Copy the rows from the line with "Objective — one dot per instance of the black sneaker." through the end of the rows, swapping "dot" for "marker" and keeping everything else the same.

**Data extract**.
--- Start ---

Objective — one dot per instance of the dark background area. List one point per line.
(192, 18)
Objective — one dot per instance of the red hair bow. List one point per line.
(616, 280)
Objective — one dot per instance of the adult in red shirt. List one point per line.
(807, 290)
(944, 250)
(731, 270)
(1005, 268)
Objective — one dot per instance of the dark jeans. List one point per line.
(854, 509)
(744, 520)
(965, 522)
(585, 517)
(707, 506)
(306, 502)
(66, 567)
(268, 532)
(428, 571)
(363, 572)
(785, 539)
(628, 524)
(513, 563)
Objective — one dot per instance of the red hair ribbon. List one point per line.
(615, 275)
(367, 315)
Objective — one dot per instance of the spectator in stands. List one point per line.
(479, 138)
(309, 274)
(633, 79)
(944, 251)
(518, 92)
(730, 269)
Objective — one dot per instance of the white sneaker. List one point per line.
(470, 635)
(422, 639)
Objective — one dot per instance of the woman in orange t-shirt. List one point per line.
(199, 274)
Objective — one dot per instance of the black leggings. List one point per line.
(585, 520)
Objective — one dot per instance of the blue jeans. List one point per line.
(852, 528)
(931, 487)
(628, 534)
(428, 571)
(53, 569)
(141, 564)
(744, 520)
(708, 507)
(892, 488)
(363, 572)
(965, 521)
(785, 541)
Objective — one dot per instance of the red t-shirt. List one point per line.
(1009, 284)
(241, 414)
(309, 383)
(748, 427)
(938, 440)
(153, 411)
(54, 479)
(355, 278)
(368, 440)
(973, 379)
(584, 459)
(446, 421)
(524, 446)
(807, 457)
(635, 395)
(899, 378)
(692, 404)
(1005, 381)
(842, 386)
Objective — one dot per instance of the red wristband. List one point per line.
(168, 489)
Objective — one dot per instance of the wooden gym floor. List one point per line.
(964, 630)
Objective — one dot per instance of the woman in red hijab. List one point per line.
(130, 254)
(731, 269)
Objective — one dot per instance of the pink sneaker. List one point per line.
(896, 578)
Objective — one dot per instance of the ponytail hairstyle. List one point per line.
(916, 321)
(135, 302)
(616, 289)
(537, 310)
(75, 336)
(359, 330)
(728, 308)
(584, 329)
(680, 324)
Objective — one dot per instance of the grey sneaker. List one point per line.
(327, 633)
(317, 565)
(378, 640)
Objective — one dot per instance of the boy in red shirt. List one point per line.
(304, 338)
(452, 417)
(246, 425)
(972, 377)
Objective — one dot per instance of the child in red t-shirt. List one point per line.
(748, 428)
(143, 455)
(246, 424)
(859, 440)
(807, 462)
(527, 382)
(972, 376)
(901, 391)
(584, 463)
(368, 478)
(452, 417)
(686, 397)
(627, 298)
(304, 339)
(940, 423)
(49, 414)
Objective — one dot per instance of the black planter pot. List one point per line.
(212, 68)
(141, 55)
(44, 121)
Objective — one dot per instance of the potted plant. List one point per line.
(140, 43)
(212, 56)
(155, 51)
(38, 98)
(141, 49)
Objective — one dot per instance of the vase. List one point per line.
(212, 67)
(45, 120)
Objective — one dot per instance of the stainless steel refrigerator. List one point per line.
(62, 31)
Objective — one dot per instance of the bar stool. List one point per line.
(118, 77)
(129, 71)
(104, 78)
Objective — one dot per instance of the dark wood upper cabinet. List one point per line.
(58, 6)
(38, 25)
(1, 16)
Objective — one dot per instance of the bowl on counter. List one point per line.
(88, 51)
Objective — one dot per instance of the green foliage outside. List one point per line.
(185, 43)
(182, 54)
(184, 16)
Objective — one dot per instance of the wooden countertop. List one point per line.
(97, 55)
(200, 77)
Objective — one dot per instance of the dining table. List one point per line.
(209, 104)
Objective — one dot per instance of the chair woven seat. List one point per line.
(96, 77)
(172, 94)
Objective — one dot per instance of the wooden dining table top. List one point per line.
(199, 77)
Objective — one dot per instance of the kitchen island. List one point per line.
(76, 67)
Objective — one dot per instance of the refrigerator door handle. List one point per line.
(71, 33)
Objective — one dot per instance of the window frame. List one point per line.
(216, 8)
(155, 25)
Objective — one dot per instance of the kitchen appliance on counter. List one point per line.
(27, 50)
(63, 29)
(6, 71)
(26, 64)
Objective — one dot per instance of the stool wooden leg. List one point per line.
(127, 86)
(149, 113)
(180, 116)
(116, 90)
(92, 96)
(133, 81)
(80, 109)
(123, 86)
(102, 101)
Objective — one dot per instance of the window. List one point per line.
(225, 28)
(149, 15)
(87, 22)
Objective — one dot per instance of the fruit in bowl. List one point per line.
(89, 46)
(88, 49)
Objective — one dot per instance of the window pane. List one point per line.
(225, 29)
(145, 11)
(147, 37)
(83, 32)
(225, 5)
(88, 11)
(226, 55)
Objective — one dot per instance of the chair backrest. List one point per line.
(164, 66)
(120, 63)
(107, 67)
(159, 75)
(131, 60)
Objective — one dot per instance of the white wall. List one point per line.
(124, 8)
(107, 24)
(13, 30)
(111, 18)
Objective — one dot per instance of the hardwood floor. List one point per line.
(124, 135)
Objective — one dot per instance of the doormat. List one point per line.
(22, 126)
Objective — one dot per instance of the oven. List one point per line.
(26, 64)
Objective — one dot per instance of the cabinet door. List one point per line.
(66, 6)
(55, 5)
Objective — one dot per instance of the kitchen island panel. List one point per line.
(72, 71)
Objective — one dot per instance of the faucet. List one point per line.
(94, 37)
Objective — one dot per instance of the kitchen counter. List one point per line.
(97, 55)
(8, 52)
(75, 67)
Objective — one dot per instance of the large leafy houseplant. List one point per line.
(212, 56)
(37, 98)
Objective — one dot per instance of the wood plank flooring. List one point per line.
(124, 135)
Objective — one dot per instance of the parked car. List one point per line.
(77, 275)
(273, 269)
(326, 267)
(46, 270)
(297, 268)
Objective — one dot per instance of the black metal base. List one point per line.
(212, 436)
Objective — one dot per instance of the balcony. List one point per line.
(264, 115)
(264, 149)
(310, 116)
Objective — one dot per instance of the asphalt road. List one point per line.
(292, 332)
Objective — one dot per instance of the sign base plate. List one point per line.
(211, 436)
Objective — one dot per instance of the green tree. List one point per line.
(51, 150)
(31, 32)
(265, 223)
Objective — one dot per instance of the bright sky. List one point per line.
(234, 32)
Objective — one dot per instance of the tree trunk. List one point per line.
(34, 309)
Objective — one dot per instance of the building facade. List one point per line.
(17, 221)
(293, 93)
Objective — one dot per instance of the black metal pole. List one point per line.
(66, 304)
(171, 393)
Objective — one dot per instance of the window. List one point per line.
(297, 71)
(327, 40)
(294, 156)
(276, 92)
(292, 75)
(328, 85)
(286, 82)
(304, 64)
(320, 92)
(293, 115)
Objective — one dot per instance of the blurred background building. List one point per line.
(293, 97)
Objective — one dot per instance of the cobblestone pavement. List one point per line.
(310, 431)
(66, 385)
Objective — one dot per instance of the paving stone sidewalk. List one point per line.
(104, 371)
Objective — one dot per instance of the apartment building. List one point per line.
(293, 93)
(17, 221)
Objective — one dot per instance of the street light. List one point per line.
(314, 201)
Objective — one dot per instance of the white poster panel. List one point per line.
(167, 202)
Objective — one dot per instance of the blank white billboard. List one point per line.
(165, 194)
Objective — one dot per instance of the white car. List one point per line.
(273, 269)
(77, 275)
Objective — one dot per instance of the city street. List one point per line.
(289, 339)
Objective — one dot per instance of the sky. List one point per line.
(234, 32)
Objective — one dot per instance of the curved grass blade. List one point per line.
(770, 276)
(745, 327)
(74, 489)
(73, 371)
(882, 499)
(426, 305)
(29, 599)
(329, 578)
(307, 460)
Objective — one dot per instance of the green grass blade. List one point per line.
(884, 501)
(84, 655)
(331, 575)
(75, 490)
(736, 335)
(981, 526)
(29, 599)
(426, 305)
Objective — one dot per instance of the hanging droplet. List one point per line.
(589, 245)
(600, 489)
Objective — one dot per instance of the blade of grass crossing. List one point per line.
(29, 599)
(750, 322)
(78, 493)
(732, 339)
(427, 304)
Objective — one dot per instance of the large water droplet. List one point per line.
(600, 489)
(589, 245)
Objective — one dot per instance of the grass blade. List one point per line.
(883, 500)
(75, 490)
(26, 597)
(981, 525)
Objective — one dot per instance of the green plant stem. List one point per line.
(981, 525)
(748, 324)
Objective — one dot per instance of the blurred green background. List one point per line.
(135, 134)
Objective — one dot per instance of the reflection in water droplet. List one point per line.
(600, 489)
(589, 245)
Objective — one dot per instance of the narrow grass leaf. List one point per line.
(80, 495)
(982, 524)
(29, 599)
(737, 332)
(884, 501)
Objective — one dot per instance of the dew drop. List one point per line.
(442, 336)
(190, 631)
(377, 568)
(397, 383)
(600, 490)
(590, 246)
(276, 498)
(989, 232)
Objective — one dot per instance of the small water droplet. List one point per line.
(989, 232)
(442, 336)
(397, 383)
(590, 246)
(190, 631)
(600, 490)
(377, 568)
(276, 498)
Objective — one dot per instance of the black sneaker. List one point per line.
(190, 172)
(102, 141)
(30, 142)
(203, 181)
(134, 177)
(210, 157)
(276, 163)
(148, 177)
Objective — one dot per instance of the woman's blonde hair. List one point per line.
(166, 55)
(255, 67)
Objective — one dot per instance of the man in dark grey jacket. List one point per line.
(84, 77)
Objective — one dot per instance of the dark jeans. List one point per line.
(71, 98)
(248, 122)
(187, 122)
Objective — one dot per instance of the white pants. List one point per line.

--- End ---

**Full answer**.
Objective — one marker per instance of the black sneaker. List one point per line.
(190, 172)
(102, 141)
(30, 142)
(203, 181)
(134, 177)
(210, 157)
(276, 163)
(148, 177)
Objective — one marker per instance of the woman's blonde hair. List one point per line.
(166, 55)
(255, 67)
Objective — one marker per instance of the man in dark grey jacket. List one point per line.
(84, 77)
Objective — one marker per instance of the dark jeans. List one point per line.
(71, 98)
(248, 122)
(187, 122)
Objective — one marker per instance of the white pants. List one point per line.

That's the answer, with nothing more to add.